Exercise aim:
Without any pictures, print exactly the lines that run from the start of the data through the line containing "Task: point at the long white".

[Start of section]

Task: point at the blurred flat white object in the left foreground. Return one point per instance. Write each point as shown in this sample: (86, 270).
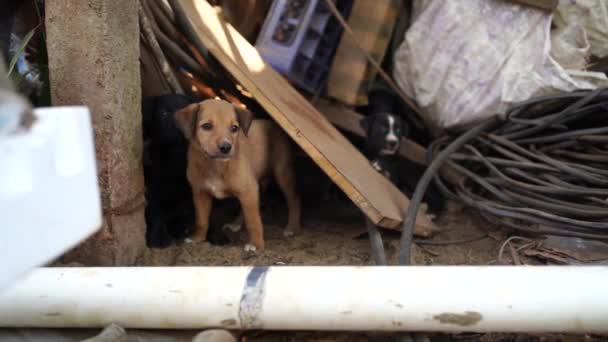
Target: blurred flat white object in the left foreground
(49, 196)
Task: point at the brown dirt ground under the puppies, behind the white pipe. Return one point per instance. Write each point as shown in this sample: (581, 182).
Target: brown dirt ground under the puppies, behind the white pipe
(333, 234)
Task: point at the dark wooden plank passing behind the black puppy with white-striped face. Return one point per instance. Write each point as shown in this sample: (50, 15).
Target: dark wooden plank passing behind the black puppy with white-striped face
(348, 120)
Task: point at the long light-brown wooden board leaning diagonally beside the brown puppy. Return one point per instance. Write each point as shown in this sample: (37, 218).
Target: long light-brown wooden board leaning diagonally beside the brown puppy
(343, 163)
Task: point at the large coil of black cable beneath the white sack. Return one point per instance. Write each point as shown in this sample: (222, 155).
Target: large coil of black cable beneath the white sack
(544, 169)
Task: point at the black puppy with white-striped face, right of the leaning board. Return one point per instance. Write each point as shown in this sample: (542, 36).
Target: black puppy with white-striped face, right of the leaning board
(384, 133)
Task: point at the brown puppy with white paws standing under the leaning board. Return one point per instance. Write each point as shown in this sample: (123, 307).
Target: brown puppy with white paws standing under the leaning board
(229, 154)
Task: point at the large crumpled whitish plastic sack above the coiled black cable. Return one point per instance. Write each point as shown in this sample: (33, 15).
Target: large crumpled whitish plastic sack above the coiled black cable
(467, 60)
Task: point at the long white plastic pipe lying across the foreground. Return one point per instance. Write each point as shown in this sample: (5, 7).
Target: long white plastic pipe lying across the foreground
(456, 298)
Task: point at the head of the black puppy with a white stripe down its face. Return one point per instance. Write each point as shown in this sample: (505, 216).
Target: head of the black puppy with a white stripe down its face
(384, 132)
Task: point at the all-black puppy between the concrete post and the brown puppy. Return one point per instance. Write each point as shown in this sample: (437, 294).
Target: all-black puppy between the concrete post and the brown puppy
(170, 209)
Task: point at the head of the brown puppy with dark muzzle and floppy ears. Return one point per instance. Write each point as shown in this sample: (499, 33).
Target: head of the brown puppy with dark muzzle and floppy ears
(214, 126)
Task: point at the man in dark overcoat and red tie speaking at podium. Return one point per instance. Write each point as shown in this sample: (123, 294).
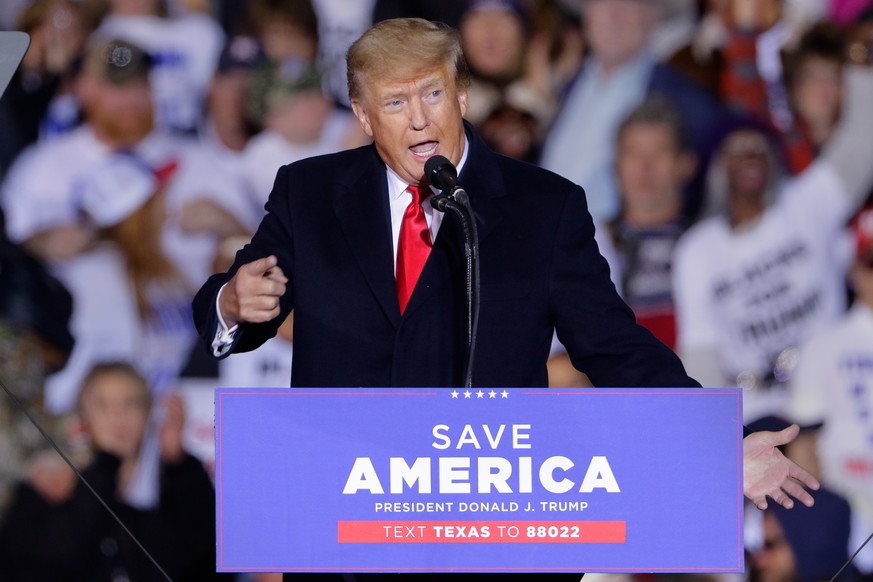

[End of section]

Result below:
Task: point at the blurred flat white object in the left foreground. Return one point per instance. Write each point as shown in this sample: (86, 270).
Target: blurred flat white object in the left foreground
(49, 196)
Task: point at the brown dirt ground under the puppies, behind the white pipe. Return one point per instance. Write each point as shown in this sample: (581, 182).
Target: brown dirt ground under the puppies, behind the white pipe
(333, 234)
Task: point at the dark wooden plank passing behind the black puppy with white-striped face. Return one point per instance. Write each point as shown in this sample: (50, 15).
Target: dark wooden plank passing behind the black puppy with white-striped face
(348, 120)
Task: point at the long light-brown wooden board leaning diagonally beside the brown puppy. Return one point per instance. Write each point as shown in this sample: (37, 218).
Target: long light-brown wooden board leaning diagonally beside the brown puppy
(343, 163)
Task: point at the large coil of black cable beneath the white sack. Return one point per instance. Write each point as shown in this sample: (222, 155).
Target: large coil of black cable beneath the white sack
(544, 169)
Task: point at the black puppy with white-striped face, right of the leaning board. Return one point per instance. Write each point as shown in this sample: (542, 36).
Target: black puppy with white-striped face, right of the leaning board
(384, 133)
Task: point at the brown puppy with white paws standing under the leaning board. Return one point per instance. Write each point as shown in this sample: (123, 307).
Target: brown puppy with white paws standing under the leaning board
(229, 154)
Task: point at the large crumpled whitish plastic sack above the coiled black cable. Return one point per instance. Write each point as shown in this sample: (33, 15).
Target: large crumpled whitish plastic sack above the coiled black cable
(467, 60)
Task: point at the long white plastic pipe lying across the foreground. Return one point per instance. Write each point as shown in this sample: (5, 7).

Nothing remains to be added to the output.